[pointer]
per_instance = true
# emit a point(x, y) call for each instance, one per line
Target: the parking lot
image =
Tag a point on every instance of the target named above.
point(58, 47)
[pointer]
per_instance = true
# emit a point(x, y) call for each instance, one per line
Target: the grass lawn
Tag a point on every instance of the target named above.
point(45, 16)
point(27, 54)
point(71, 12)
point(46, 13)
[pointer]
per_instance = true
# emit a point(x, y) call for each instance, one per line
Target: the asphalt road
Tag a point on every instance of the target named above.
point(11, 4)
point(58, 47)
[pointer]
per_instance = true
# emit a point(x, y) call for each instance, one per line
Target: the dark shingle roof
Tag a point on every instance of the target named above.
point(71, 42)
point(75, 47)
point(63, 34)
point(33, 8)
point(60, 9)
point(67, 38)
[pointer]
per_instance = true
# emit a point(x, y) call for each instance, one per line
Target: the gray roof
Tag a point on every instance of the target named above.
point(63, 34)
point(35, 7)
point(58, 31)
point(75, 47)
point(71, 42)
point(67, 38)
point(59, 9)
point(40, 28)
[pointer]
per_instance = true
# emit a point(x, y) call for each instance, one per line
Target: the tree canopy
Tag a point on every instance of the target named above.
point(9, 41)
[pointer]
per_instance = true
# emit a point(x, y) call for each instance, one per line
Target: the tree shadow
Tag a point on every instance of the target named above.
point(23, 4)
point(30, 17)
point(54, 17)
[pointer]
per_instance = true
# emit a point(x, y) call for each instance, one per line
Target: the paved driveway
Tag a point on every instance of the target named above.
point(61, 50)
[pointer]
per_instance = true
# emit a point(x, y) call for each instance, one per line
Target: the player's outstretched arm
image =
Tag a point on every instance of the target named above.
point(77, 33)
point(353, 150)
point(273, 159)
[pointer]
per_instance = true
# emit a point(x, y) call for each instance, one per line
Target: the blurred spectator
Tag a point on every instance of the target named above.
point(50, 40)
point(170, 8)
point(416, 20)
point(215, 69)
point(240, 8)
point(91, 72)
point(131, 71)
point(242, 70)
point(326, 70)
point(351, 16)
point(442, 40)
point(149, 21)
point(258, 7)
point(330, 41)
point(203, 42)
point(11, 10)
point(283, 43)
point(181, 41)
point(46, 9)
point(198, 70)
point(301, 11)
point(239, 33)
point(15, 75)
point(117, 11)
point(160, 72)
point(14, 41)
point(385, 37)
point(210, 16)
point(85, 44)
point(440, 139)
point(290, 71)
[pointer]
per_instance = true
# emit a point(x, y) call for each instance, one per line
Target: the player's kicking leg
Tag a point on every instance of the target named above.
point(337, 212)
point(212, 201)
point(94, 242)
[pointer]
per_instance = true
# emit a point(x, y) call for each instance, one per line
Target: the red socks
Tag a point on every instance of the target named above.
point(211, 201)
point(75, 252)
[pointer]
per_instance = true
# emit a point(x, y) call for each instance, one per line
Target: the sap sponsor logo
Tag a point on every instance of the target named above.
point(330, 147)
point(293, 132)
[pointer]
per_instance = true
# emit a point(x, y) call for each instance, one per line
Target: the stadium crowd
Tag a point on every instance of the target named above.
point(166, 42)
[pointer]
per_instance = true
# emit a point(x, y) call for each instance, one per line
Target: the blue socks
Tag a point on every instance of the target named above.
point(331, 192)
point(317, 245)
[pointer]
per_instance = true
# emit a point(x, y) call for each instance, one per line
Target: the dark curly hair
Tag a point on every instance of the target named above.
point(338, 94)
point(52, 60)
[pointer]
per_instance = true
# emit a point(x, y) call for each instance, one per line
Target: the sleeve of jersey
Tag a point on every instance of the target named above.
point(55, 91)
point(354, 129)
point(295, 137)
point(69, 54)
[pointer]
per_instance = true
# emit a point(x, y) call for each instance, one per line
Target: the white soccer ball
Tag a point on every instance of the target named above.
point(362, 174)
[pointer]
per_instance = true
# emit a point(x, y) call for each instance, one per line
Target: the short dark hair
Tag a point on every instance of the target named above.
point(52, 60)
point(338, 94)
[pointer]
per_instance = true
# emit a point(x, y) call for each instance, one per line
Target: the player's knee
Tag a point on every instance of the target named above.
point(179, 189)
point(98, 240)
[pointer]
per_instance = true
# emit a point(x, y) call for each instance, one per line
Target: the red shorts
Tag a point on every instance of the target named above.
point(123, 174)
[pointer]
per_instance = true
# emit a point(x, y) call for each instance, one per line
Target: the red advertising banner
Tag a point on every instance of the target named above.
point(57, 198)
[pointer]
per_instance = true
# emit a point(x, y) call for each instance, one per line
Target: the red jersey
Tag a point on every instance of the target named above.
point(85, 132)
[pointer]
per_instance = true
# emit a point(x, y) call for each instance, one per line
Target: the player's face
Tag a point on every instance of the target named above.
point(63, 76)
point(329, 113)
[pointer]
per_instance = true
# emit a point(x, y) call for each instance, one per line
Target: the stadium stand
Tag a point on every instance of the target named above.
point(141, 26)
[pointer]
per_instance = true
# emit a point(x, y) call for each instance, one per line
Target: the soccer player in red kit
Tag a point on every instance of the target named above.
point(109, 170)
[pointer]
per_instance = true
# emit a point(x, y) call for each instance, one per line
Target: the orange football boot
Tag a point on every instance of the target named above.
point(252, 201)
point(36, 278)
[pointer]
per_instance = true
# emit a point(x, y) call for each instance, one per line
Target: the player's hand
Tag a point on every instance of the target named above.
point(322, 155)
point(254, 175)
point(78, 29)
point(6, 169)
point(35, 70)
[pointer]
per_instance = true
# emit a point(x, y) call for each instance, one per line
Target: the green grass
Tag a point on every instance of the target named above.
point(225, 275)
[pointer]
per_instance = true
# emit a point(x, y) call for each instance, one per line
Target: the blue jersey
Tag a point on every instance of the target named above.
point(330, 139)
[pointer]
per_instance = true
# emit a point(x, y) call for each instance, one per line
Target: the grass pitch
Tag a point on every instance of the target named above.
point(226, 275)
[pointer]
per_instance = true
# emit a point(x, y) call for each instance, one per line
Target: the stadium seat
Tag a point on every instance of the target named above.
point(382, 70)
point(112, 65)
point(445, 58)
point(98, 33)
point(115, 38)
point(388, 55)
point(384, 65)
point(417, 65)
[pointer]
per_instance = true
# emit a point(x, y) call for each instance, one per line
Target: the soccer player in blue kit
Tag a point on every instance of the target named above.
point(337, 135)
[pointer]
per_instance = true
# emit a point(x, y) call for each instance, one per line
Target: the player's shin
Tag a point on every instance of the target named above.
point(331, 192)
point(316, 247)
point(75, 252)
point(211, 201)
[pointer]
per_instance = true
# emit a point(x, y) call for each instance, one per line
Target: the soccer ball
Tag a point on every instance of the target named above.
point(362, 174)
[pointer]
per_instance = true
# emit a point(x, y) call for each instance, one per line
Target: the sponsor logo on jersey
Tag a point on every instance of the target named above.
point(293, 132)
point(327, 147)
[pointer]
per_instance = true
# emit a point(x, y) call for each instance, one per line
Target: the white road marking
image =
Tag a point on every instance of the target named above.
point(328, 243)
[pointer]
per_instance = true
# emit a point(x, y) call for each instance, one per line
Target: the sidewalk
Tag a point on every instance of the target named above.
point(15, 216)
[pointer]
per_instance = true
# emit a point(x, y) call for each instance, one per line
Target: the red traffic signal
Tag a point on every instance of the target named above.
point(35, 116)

_TASK DESCRIPTION_. Copy each line of the preceding material that contains "tree".

_RESPONSE TO THIS TASK_.
Target: the tree canopy
Target: the tree shadow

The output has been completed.